When you reach the line containing "skyline in the image above." in the entries below, start writing out each line exactly, and stop after the line containing "blonde hair in the image above.".

*** INFORMATION Section Begins ***

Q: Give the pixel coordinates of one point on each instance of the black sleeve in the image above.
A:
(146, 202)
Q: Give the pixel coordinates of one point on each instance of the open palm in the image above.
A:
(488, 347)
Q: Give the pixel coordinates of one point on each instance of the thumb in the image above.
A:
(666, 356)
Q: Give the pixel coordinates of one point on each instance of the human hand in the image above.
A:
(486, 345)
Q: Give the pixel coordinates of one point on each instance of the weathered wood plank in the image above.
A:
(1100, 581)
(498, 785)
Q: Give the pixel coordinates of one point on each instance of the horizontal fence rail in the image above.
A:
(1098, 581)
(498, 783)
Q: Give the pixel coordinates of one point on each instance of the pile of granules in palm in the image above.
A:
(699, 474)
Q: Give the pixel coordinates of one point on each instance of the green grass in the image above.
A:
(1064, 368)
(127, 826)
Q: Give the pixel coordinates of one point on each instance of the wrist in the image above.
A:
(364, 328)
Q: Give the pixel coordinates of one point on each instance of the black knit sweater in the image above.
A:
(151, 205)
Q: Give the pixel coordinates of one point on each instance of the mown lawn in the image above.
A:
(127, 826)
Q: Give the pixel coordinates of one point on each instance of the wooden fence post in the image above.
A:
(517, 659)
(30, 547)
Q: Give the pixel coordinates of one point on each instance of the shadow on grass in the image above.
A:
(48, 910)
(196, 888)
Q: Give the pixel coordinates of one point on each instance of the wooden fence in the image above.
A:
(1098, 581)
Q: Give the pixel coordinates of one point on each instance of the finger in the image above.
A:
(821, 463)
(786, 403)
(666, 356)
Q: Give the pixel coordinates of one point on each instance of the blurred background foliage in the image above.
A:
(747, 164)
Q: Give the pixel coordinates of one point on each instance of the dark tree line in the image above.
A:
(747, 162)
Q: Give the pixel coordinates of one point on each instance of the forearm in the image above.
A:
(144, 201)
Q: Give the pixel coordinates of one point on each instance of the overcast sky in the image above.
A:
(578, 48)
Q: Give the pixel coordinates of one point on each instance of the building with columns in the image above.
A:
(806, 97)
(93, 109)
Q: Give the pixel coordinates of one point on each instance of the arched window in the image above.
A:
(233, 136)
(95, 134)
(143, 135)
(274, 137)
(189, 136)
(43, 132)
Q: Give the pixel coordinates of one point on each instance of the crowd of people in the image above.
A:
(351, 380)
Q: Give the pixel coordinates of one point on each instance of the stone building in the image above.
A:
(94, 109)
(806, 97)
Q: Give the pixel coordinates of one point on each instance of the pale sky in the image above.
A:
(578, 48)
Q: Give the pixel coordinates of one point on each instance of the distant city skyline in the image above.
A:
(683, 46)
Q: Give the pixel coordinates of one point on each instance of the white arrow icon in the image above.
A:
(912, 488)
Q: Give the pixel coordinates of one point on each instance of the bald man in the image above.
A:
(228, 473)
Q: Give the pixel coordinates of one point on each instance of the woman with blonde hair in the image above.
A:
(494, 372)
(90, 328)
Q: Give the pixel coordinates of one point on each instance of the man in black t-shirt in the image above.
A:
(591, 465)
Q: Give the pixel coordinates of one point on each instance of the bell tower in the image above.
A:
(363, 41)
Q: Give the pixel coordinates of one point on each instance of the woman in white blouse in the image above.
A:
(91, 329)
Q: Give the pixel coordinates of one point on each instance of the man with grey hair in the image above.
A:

*** INFORMATION Section Ends ***

- _RESPONSE TO THIS EXERCISE_
Q: Give the pixel coordinates of one point on each instance of the distant city skyline in the image above.
A:
(683, 46)
Q: Give the pixel coordinates of one point on each instance of the white arrow icon in the image above.
A:
(912, 488)
Q: Give the pixel coordinates of one point on each instance of the bald man in the image above.
A:
(228, 473)
Q: Give the pixel coordinates of one point on each instance of the woman with blonde hair in the image above.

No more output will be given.